What the Wildcats did in the second half was break USC's fullcourt press and find Walton in the middle.
"Luke is like our eyes on the court. We just move around, and Luke will find us," said freshman Channing Frye, who had seven defensive rebounds.
"Any time you can have a player like Luke, who's multidimensional can score, pass, dribble, shoot it's just impossible to guard him. It's just amazing to watch him."
The Wildcats also got a big performance from freshman Salim Stoudamire, who scored a career-high 29 points. Rick Anderson added 12 points and nine rebounds.
The Wildcats (22-9) earned the Pac-10's automatic berth to the NCAA tournament, where they will be making their 18th consecutive appearance.
Arizona has been no lower than a No. 5 seed in the last 12 years, which includes the 1997 national title and a runner-up finish to eventual champion Duke last year.
"Given our strength of schedule, I would anticipate our being a second seed, if not a third, but certainly no lower," Olson said.
USC (22-9) owns a much more modest NCAA resume, having played in 11 tournaments and advancing past the second round only last year, when it lost to eventual champion Duke in the regional final.
"We're not done yet," said USC's Sam Clancy, the league's player of the year.
Arizona's fourth consecutive Pac-10 tournament title came after a 12-year gap. The Wildcats won three of the first four tournaments, then the event was dropped after 1990. They extended their tournament winning streak to 12 games.
David Bluthenthal led USC with 16 points and eight rebounds. Desmon Farmer added 15 points and Brandon Granville 13 points.
The Trojans came out of halftime looking nothing like the team that led by 13 and spent the first 20 minutes in Arizona's face on defense.
"We backed off a little too much," Granville said.
Clancy, Bluthenthal and Errick Craven each picked up their third fouls in the first five minutes of the half.
"We broke their press. Every time they got into it, we broke it, so they had to come out of it eventually," said Stoudamire, the cousin of former Arizona star Damon Stoudamire.
The Wildcats regained the lead with a 19-4 run.
::::::::::
> EXERCISES TO COMPLETE:
#1 According to the game recap, how many points did Salim Stoudamire score?
#2 Reproduce the stretch of the game recap from "USC (22-9) owns" through "Granville 13 points." word for word.

> Entries from a dataset:
::::::::::
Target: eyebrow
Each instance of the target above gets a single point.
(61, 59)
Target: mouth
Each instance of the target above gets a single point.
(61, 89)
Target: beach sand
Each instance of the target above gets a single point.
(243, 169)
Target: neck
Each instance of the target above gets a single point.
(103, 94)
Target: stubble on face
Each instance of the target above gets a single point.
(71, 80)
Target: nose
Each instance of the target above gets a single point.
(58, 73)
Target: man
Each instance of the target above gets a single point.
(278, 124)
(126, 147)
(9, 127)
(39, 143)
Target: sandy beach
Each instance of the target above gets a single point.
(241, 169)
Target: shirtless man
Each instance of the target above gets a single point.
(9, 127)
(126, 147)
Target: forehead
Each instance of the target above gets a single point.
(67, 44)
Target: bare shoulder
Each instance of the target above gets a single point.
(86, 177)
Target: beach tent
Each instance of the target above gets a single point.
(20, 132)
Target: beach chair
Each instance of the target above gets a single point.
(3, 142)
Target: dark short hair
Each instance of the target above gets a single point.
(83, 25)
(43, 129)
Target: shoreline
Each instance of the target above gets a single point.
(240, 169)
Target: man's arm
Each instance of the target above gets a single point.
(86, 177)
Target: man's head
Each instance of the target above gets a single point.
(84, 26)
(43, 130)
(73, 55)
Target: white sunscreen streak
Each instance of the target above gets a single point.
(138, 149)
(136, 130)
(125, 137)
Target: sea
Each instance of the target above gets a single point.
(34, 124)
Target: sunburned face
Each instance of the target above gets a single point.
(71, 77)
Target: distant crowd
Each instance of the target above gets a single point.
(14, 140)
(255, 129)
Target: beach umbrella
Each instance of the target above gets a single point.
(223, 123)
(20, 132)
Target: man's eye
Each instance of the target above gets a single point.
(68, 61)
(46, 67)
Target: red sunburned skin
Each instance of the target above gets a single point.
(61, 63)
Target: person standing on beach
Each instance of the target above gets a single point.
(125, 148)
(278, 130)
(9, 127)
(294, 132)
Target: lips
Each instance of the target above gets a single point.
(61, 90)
::::::::::
> ANSWERS FOR THE EXERCISE:
#1 He scored a career-high 29 points.

#2
USC (22-9) owns a much more modest NCAA resume, having played in 11 tournaments and advancing past the second round only last year, when it lost to eventual champion Duke in the regional final.
"We're not done yet," said USC's Sam Clancy, the league's player of the year.
Arizona's fourth consecutive Pac-10 tournament title came after a 12-year gap. The Wildcats won three of the first four tournaments, then the event was dropped after 1990. They extended their tournament winning streak to 12 games.
David Bluthenthal led USC with 16 points and eight rebounds. Desmon Farmer added 15 points and Brandon Granville 13 points.